Document text
-=-=-
New Worlds of Microbiological Testing
LABORATORY
Some people might say that microbiological testing of foods is in a slump. That’s because there haven’t been too many breakthroughs in this discipline for some time, according to Douglas Archer ([email protected]), Associate Dean for Research, Florida Agricultural Experiment Station, University of Florida, Gainesville. "We are overdue for a jump in technology," he says. "We need to find a way to get away from selective enrichment. We need a real-time method to identify microorganisms that can be used in the field."
Currently, scientists rely on two major technologies for microbiological testing: molecular and immunological, says Ann Marie McNamara ([email protected]), Vice President of Food Safety and Scientific Affairs, Silliker, Inc., Homewood, Ill.
-=-=-
What you have to do
Write out the article on microbiological testing word for word, from "New Worlds of" to "Inc., Homewood, Ill.".

Data records
-=-=-
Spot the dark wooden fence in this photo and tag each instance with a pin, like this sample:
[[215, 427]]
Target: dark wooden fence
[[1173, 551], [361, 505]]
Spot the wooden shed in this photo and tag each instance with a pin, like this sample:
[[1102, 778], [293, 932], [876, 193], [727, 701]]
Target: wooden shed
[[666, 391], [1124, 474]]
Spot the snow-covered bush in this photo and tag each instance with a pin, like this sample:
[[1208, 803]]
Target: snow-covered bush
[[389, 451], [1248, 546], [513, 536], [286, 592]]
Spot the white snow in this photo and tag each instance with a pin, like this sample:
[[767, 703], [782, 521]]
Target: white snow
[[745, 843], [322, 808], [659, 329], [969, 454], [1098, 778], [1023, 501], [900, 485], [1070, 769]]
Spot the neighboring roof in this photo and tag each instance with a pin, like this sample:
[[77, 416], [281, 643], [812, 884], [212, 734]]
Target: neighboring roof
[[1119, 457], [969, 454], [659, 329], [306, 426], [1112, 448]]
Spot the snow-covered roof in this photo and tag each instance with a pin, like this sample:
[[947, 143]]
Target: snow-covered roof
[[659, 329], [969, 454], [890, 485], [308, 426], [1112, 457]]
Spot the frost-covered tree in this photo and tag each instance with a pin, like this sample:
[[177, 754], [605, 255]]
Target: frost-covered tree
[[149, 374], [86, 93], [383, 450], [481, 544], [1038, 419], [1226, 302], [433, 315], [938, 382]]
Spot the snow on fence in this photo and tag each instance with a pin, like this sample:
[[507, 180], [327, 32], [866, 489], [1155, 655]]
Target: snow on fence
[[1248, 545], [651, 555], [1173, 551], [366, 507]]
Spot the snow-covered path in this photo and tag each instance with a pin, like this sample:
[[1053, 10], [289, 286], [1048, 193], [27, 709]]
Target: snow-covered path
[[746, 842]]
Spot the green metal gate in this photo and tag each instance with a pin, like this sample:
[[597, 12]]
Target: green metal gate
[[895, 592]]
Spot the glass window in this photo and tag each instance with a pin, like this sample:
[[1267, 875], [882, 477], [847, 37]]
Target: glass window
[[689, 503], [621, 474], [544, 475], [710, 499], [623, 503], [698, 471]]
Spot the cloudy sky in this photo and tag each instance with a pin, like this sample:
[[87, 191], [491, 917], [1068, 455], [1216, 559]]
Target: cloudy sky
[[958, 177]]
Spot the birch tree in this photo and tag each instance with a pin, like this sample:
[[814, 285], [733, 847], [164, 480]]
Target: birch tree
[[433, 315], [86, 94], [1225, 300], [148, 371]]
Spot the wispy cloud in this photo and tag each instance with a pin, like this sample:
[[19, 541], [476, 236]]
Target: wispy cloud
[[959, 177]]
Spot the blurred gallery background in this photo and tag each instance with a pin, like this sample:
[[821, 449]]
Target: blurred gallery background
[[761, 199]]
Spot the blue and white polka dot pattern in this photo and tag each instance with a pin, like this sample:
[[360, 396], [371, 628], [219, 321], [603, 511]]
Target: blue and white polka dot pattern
-=-=-
Result of this exercise
New Worlds of Microbiological Testing
LABORATORY
Some people might say that microbiological testing of foods is in a slump. That’s because there haven’t been too many breakthroughs in this discipline for some time, according to Douglas Archer ([email protected]), Associate Dean for Research, Florida Agricultural Experiment Station, University of Florida, Gainesville. "We are overdue for a jump in technology," he says. "We need to find a way to get away from selective enrichment. We need a real-time method to identify microorganisms that can be used in the field."
Currently, scientists rely on two major technologies for microbiological testing: molecular and immunological, says Ann Marie McNamara ([email protected]), Vice President of Food Safety and Scientific Affairs, Silliker, Inc., Homewood, Ill.